Top of Provided records

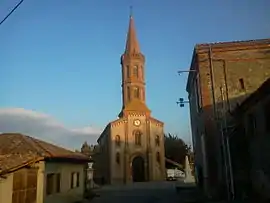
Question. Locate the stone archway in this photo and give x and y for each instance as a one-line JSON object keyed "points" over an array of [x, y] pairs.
{"points": [[138, 171]]}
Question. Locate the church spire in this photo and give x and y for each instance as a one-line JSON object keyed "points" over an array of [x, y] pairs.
{"points": [[132, 44]]}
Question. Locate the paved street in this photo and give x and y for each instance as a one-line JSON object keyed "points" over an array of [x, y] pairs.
{"points": [[157, 192]]}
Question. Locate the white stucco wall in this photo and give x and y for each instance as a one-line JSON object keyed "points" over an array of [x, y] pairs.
{"points": [[67, 194]]}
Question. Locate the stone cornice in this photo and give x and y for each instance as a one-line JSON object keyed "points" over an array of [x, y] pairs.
{"points": [[233, 46]]}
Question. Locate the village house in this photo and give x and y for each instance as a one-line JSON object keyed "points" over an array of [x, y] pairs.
{"points": [[33, 171], [250, 145]]}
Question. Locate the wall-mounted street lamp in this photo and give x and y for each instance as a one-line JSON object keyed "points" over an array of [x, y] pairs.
{"points": [[181, 102], [185, 71]]}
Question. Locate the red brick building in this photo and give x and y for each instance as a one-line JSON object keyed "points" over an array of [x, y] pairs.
{"points": [[251, 134], [221, 76]]}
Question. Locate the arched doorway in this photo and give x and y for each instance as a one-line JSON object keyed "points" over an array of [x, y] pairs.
{"points": [[138, 174]]}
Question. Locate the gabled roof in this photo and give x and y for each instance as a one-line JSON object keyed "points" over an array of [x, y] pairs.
{"points": [[17, 150], [260, 94]]}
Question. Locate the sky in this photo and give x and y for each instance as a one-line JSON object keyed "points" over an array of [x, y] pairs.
{"points": [[60, 60]]}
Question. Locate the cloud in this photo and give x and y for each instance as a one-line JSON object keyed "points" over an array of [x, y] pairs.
{"points": [[45, 127]]}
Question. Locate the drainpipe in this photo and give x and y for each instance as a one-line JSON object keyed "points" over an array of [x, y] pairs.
{"points": [[216, 116], [224, 110]]}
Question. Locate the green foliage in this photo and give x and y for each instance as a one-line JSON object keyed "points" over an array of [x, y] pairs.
{"points": [[175, 148]]}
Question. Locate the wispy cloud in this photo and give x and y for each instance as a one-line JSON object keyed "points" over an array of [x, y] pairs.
{"points": [[45, 127]]}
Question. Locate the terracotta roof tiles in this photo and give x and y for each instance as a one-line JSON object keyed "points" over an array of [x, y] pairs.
{"points": [[17, 150]]}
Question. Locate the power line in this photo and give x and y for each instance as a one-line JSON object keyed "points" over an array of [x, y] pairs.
{"points": [[11, 12]]}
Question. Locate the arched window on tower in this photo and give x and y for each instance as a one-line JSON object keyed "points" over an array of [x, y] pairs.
{"points": [[158, 157], [157, 140], [128, 93], [136, 71], [117, 141], [117, 157], [136, 92], [138, 137]]}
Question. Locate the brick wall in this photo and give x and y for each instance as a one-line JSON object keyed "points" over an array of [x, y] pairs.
{"points": [[252, 67]]}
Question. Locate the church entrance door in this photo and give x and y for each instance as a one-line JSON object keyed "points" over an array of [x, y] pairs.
{"points": [[138, 174]]}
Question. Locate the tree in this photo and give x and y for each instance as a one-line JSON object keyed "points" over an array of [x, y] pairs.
{"points": [[175, 148]]}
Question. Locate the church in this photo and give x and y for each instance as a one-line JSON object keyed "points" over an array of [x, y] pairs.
{"points": [[131, 148]]}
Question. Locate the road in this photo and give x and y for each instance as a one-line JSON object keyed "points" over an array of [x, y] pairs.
{"points": [[156, 192]]}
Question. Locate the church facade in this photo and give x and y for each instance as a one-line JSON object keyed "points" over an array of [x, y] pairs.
{"points": [[131, 148]]}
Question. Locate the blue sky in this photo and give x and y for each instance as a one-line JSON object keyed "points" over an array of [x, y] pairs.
{"points": [[62, 58]]}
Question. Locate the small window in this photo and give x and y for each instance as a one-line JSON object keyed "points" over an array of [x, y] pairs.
{"points": [[158, 157], [117, 158], [197, 87], [242, 84], [78, 180], [58, 182], [267, 116], [251, 125], [128, 93], [117, 140], [75, 180], [138, 137], [136, 92], [157, 140], [136, 71], [49, 184]]}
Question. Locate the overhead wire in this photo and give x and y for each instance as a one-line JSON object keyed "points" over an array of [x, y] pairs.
{"points": [[8, 15]]}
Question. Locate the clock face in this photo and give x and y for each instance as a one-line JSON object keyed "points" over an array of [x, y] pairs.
{"points": [[137, 122]]}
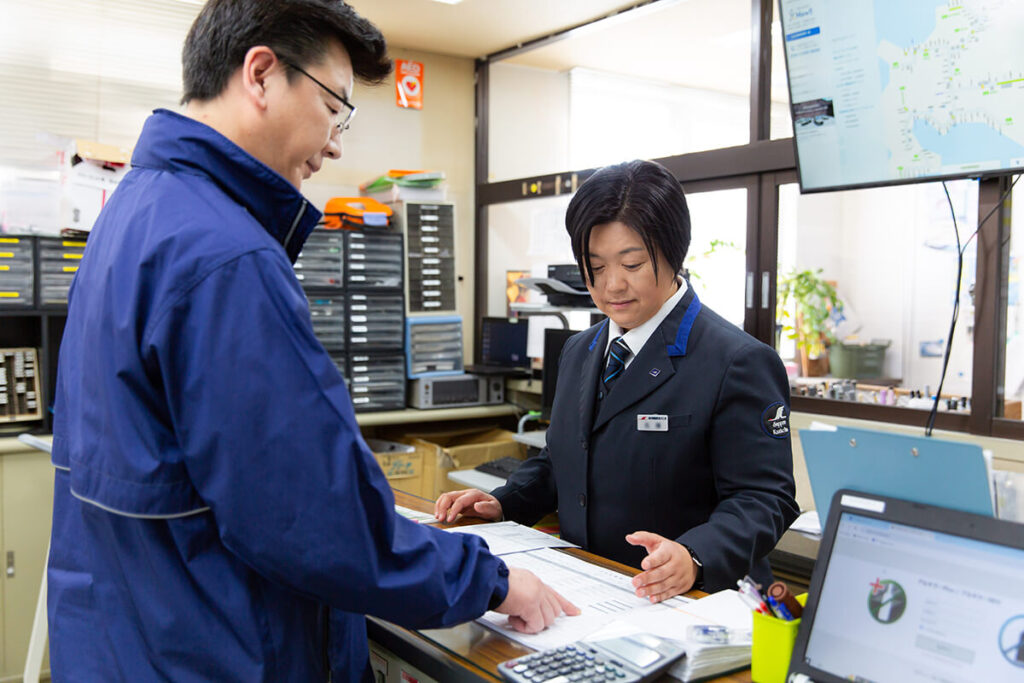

Bottom of Provided records

Write out the line that contains "Question. Locate the church in" and every line after it to the end of the data, exactly as they stand. Omit the pictures.

[Exercise answer]
Question. Locate the church in this photo and give x and y for each instance as a one-line JSON object keyed "points" over an array of [x, y] pairs.
{"points": [[131, 148]]}
Question. Locate the road in this photo and give x and y for each instance as a one-line JSON object keyed "points" over an array of [x, y] pairs.
{"points": [[156, 192]]}
Question. Locate the church facade in this photo and give x and y for each instance as a one-line JSON object keyed "points" over an array of [x, y] pairs.
{"points": [[131, 148]]}
Question. Locate the blue sky in this photo and give x and y for each instance as a one-line JSON object keyed "points" over an array of [x, y] pairs.
{"points": [[62, 58]]}
Question. Locate the small window in this photo and give x and y for each instance as a one-line JSON object keyed "points" over an array of [x, y] pairs.
{"points": [[158, 157], [117, 158], [197, 87], [242, 84], [78, 180], [58, 182], [267, 116], [251, 125], [128, 93], [117, 140], [75, 180], [138, 137], [136, 92], [157, 140], [136, 71], [49, 184]]}
Question. Locate the overhead wire in this photo and give x and y for each instance as a one-line JSON object keyed "points" over an array of [x, y] pairs.
{"points": [[8, 15]]}
Question. Locate the clock face in this photo and give x and y for each instance as a one-line JSON object keyed "points" over an array of [x, y] pairs.
{"points": [[137, 122]]}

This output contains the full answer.